YOUR INSTRUCTIONS: Please convert the rows below, starting with the line with "subject: **flagpole**" and going on through the end of the rows, into a two-column CSV with the headers row_text and answer. Give each row one CSV line, with its text and its answer each in a single quoted field and line breaks replaced by spaces.

◇ ◇ ◇ ◇ ◇ ◇ ◇

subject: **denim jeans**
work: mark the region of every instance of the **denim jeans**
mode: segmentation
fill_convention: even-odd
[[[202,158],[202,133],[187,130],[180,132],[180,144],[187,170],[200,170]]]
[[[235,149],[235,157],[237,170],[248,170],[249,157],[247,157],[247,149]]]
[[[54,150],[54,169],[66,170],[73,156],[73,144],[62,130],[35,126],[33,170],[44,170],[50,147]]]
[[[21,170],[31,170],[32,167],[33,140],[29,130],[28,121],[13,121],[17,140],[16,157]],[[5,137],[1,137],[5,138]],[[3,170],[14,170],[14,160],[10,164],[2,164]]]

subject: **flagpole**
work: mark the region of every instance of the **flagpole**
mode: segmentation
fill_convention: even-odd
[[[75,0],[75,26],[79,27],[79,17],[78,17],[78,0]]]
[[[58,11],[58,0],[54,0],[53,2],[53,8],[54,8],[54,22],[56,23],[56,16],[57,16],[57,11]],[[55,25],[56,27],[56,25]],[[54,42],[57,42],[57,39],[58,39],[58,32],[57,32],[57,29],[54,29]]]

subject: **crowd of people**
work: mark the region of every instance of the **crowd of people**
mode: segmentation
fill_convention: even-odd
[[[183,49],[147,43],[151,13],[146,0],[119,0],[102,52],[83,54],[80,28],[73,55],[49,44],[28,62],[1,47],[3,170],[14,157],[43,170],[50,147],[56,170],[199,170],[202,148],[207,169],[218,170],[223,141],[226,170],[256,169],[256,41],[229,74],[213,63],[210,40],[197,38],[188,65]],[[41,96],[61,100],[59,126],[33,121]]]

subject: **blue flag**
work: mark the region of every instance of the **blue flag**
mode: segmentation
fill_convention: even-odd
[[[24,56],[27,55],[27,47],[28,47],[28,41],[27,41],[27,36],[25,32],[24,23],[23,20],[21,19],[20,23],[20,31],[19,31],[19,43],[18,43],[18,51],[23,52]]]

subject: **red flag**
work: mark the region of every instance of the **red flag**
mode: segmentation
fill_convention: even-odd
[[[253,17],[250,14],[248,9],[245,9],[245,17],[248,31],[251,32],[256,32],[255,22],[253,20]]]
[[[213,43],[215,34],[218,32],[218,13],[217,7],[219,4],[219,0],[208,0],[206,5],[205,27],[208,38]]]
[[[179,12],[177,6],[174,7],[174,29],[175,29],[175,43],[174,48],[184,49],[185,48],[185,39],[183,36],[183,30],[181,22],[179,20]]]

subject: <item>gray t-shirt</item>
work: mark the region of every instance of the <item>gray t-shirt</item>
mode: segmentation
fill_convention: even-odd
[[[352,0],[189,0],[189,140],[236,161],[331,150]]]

◇ ◇ ◇ ◇ ◇ ◇ ◇

FINISHED TASK:
row_text,answer
"subject: **flagpole** work: mark the region of every instance of the **flagpole** mode: segmentation fill_convention: even-odd","[[[75,0],[75,26],[79,27],[79,17],[78,17],[78,0]]] [[[58,11],[58,0],[54,0],[53,2],[53,8],[54,8],[54,22],[56,23],[56,16],[57,16],[57,11]],[[55,25],[56,27],[56,25]],[[54,42],[57,42],[57,39],[58,39],[58,32],[57,32],[57,29],[54,29]]]"
"subject: **crowd of people** work: mark the region of every instance of the **crowd of people** mode: segmentation fill_convention: even-odd","[[[183,49],[147,43],[151,13],[146,0],[119,0],[102,52],[83,54],[80,28],[73,55],[49,44],[28,62],[1,47],[3,170],[14,157],[43,170],[50,147],[56,170],[199,170],[202,148],[207,169],[218,170],[223,141],[226,170],[256,169],[256,41],[229,74],[213,63],[210,40],[197,38],[188,65]],[[41,96],[61,100],[59,126],[33,121]]]"
"subject: **blue flag** work: mark the region of every instance of the **blue flag** mode: segmentation fill_convention: even-odd","[[[24,56],[27,55],[27,47],[28,47],[28,41],[27,41],[27,36],[25,32],[24,23],[23,20],[21,19],[20,23],[20,31],[19,31],[19,43],[18,43],[18,51],[23,52]]]"
"subject: **red flag** work: mark the region of every instance of the **red flag** mode: segmentation fill_convention: even-odd","[[[253,17],[250,14],[248,9],[245,9],[245,17],[248,31],[251,32],[256,32],[255,22],[253,20]]] [[[213,43],[215,34],[218,32],[218,13],[217,7],[219,4],[219,0],[208,0],[206,5],[205,27],[208,38]]] [[[179,12],[177,6],[174,7],[174,29],[175,29],[175,43],[174,48],[184,49],[185,48],[185,39],[183,36],[183,30],[181,22],[179,20]]]"
"subject: <item>gray t-shirt</item> work: mark the region of every instance of the <item>gray t-shirt</item> mode: segmentation fill_convention: even-odd","[[[352,0],[189,0],[189,140],[236,161],[331,150]]]"